▸ **AIM OF THE EXERCISE**: Output exactly the lines between the one holding "tablecloth in this photo." and the last line of the data below, both of those lines included.

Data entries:
· · · ·
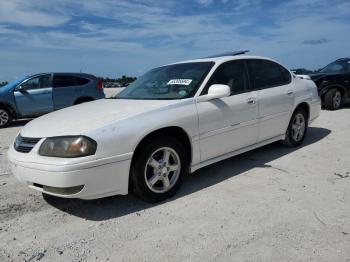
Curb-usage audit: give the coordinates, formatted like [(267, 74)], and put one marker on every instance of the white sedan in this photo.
[(173, 120)]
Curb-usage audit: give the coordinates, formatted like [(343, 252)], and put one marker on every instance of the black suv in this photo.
[(333, 83)]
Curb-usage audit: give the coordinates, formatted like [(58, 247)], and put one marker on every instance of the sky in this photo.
[(128, 37)]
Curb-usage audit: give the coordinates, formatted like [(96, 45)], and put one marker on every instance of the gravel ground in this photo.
[(271, 204)]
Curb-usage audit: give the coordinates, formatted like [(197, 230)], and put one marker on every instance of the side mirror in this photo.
[(215, 91), (21, 88)]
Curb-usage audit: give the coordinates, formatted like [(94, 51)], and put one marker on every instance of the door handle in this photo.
[(251, 100)]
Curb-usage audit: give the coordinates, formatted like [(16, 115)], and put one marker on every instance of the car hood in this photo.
[(317, 76), (80, 119)]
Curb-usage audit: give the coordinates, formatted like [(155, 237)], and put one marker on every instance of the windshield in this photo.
[(14, 83), (337, 67), (168, 82)]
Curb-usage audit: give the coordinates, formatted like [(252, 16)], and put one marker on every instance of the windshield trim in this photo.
[(190, 95)]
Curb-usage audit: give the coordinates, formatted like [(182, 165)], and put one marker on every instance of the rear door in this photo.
[(275, 96), (67, 89), (34, 96)]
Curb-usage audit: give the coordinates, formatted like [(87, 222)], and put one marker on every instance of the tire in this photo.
[(297, 128), (333, 99), (154, 179), (5, 117)]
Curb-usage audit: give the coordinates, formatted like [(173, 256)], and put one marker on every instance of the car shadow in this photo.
[(117, 206)]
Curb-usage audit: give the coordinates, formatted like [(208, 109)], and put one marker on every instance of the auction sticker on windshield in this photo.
[(184, 82)]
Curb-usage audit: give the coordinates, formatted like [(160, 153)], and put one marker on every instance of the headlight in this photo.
[(68, 147)]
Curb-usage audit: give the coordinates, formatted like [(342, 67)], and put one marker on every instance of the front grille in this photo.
[(25, 144)]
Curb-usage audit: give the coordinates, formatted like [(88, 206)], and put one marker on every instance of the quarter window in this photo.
[(38, 82), (233, 74), (265, 74), (65, 81)]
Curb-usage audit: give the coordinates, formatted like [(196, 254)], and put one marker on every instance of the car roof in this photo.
[(64, 73), (343, 59), (225, 58)]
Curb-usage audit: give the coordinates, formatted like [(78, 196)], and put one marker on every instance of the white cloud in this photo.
[(28, 13)]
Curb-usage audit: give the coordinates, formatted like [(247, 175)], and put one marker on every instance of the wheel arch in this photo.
[(172, 131), (305, 106), (332, 86)]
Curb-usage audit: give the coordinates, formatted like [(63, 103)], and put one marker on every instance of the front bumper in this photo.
[(88, 180)]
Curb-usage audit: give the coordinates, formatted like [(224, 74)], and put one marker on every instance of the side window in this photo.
[(45, 81), (233, 74), (65, 81), (38, 82), (265, 74)]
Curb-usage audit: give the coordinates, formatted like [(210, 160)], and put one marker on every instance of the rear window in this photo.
[(64, 81), (265, 74)]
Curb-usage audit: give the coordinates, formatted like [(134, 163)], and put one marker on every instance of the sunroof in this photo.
[(229, 54)]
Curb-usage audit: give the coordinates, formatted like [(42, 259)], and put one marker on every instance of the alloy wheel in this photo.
[(162, 170), (336, 100)]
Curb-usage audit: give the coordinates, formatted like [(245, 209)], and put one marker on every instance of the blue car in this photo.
[(43, 93)]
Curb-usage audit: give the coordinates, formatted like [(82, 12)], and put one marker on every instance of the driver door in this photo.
[(34, 96), (230, 123)]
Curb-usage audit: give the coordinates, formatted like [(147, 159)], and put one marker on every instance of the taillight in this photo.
[(100, 85)]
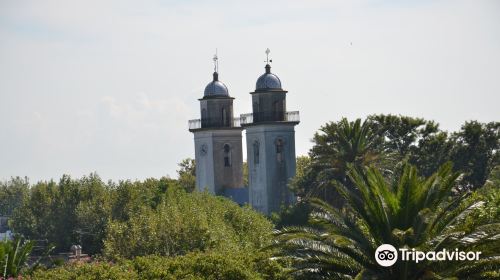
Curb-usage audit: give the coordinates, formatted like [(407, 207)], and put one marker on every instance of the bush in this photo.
[(185, 222), (92, 271), (193, 266)]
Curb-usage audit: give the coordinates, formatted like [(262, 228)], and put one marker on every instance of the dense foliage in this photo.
[(387, 140), (185, 222), (409, 212), (358, 188), (195, 266), (14, 255)]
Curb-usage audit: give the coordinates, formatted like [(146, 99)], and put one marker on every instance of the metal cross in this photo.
[(216, 61)]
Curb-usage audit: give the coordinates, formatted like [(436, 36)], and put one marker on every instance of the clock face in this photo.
[(204, 149)]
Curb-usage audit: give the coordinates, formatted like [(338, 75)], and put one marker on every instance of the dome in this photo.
[(268, 81), (216, 88)]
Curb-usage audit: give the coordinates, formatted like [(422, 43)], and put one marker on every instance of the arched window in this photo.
[(227, 155), (204, 119), (279, 150), (224, 116), (256, 152), (278, 110)]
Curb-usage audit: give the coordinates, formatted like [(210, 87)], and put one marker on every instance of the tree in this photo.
[(12, 194), (14, 255), (185, 222), (410, 212), (475, 152), (187, 174), (337, 146)]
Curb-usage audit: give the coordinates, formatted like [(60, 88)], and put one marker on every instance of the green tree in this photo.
[(187, 174), (185, 222), (336, 147), (410, 212), (12, 194), (475, 152), (14, 255)]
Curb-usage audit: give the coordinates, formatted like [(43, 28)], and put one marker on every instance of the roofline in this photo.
[(269, 91), (215, 97)]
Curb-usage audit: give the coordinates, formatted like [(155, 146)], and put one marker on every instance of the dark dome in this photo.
[(268, 81), (216, 88)]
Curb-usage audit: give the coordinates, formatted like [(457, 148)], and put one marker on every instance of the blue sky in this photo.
[(108, 86)]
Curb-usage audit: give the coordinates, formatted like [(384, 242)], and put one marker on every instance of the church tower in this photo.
[(270, 137), (217, 140)]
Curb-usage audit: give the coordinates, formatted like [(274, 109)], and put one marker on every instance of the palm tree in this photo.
[(410, 212), (337, 146)]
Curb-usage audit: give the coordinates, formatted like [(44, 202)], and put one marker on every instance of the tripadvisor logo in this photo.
[(387, 255)]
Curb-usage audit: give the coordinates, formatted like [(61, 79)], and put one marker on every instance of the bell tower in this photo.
[(217, 139), (270, 137)]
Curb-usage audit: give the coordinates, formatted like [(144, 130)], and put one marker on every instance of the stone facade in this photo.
[(270, 138)]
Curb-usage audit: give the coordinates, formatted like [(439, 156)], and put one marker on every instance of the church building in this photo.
[(270, 139)]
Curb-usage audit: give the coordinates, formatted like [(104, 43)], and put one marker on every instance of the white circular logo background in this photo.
[(386, 255)]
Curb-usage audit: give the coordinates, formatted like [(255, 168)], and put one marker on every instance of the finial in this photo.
[(267, 56), (216, 61)]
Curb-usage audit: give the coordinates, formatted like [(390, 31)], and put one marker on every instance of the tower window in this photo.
[(227, 155), (224, 117), (256, 155), (279, 150)]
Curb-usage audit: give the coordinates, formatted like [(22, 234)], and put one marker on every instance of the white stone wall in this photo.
[(211, 174), (268, 179)]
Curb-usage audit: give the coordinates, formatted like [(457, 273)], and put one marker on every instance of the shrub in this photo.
[(185, 222)]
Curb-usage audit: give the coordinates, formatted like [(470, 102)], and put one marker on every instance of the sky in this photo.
[(109, 86)]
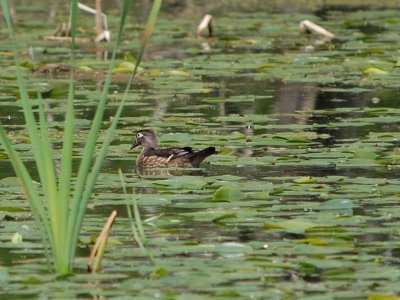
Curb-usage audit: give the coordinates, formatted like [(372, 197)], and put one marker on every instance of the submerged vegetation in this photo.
[(301, 200)]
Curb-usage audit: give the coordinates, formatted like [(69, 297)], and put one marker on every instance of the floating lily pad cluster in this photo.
[(302, 199)]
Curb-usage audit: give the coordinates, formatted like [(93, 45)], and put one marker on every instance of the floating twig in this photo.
[(98, 250), (206, 22), (307, 26)]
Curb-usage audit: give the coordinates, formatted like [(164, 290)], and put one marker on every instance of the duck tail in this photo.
[(198, 157)]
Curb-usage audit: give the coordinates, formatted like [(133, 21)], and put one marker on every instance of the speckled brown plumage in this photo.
[(152, 156)]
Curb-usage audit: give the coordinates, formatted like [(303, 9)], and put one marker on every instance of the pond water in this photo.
[(307, 132)]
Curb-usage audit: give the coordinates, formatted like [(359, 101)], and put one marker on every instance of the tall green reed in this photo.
[(59, 204)]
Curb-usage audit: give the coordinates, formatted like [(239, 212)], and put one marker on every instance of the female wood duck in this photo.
[(152, 156)]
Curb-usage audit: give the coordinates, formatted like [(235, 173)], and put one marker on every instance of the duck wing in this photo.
[(170, 153)]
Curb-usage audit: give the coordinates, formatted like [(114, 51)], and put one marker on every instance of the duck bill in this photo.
[(134, 145)]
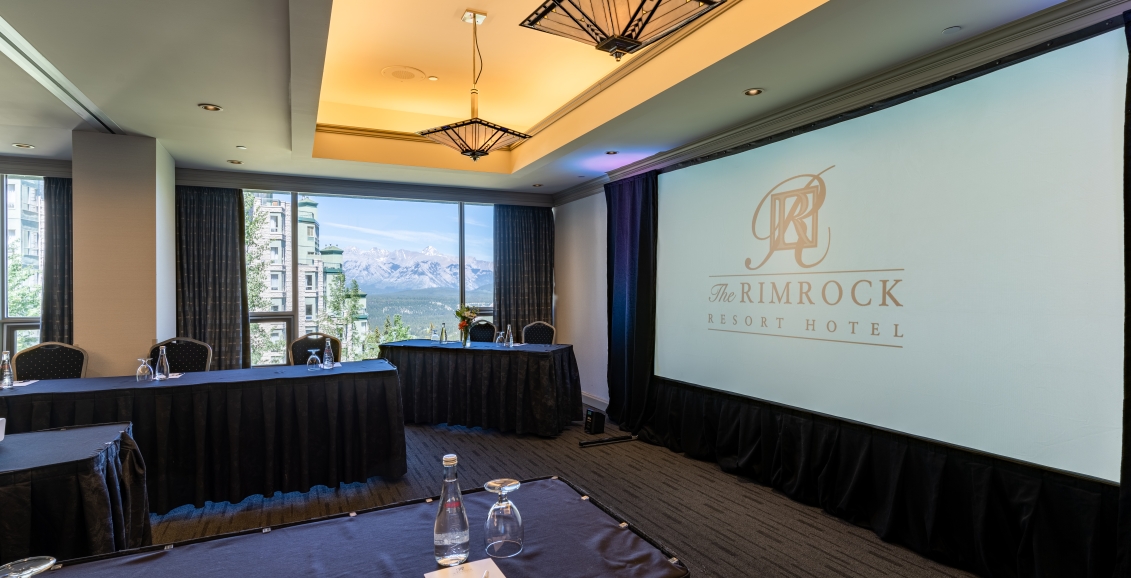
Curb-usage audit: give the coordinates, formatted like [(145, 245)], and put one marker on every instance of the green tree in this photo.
[(255, 226), (25, 296)]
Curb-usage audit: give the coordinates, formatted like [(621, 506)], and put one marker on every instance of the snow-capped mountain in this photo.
[(380, 270)]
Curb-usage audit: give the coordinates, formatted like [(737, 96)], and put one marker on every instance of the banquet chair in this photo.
[(299, 351), (50, 360), (540, 333), (483, 331), (183, 354)]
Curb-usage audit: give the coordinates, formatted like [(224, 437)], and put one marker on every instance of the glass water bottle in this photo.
[(328, 355), (451, 534), (161, 369), (6, 369)]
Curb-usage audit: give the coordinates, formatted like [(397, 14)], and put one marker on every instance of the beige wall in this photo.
[(123, 249), (580, 310)]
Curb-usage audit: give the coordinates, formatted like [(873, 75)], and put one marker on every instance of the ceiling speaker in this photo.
[(399, 72)]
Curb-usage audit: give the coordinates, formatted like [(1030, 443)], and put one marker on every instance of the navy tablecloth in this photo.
[(223, 436), (525, 389), (70, 493), (567, 536)]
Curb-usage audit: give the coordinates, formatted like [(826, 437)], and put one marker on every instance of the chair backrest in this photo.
[(183, 354), (50, 360), (300, 348), (540, 333), (483, 331)]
· · · ·
▸ **ANSWER AREA**:
Curb-usage audit: give the coordinates, formatted like [(1030, 443)], and put one marker on every instance of the navy tablecloth in this photo.
[(223, 436), (525, 389), (70, 493), (567, 536)]
Curb-usage audit: give the coordinates, formatted like [(826, 437)], and put one marker on every instance of the chair backrest in this photo.
[(183, 354), (50, 360), (300, 348), (540, 333), (483, 331)]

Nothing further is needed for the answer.